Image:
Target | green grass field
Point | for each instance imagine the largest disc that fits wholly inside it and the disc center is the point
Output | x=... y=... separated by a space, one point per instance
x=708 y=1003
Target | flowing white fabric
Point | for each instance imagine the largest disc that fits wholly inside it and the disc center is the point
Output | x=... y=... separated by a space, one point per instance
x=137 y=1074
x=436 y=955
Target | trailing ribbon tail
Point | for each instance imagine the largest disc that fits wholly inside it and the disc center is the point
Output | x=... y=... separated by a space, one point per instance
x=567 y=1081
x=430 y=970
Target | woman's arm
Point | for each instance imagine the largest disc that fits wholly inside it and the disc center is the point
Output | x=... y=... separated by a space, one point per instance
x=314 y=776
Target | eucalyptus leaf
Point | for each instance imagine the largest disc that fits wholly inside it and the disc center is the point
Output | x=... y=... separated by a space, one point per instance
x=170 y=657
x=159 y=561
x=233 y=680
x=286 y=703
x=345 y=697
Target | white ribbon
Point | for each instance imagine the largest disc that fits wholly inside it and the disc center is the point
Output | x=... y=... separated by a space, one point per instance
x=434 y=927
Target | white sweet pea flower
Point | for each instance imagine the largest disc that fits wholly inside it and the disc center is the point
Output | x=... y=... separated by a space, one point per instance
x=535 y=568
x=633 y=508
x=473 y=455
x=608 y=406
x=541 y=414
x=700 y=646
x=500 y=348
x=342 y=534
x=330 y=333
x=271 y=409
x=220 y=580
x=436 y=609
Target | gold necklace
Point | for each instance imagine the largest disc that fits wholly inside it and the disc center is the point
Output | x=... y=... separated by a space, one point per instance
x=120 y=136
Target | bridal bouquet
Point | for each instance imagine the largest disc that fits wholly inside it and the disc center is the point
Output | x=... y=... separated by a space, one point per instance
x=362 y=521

□ □ □ □ □ □ □

Rewrite all of the records above, replacing every occurrence of "disc" with "circle" and leaving everything else unchanged.

Image:
Target | green grass field
Point | for each instance imagine the largest circle that fits wholly inside it and the circle center is the point
Output | x=... y=... separated by a space, one point per instance
x=708 y=1003
Target | flowing white fabric
Point | for each instance imagine the largest circle that fits wholly inside it and the circle center is the point
Output | x=... y=... separated by a space, one point per instance
x=137 y=1074
x=436 y=955
Target | trailing ribbon tail
Point | for each instance imagine the largest circle that fits wholly inside it and the circle center is the point
Output | x=... y=... separated by a space, one point per instance
x=567 y=1081
x=430 y=970
Target | woman's arm
Point | for each instance imagine the largest circle that fits wholly inside it and the circle center is the point
Output | x=... y=... separated by a space, one point per instance
x=314 y=776
Target | eucalyptus leaf
Point | for each instance imagine the largest circle that fits wholly inside it and the circle center is the point
Output | x=... y=... separated by a space, one point per instance
x=170 y=657
x=159 y=561
x=233 y=680
x=286 y=703
x=345 y=697
Target | white ribbon
Point | for each instance imagine the largest circle that fits wholly inside it and the circle center is the point
Output | x=... y=... separated by a space, one point per instance
x=434 y=927
Target | white sweet pea flower
Point | for each instance imagine the largest circle that fits wholly inside it and the circle center is the point
Output | x=... y=... separated by a space, one point per instance
x=535 y=568
x=633 y=508
x=473 y=455
x=608 y=406
x=541 y=414
x=700 y=646
x=500 y=348
x=342 y=534
x=330 y=333
x=271 y=409
x=220 y=580
x=436 y=609
Target | gold necklace
Point | for each instance imagine the largest circle that fits wholly inside it and the circle center is the point
Output | x=... y=... separated by a space, one point per instance
x=120 y=136
Target | bridal bouquet
Point | for each instance imagine the largest circle that fits wholly inside it and the circle center is the point
Output | x=... y=... separated by a space, one point per instance
x=362 y=521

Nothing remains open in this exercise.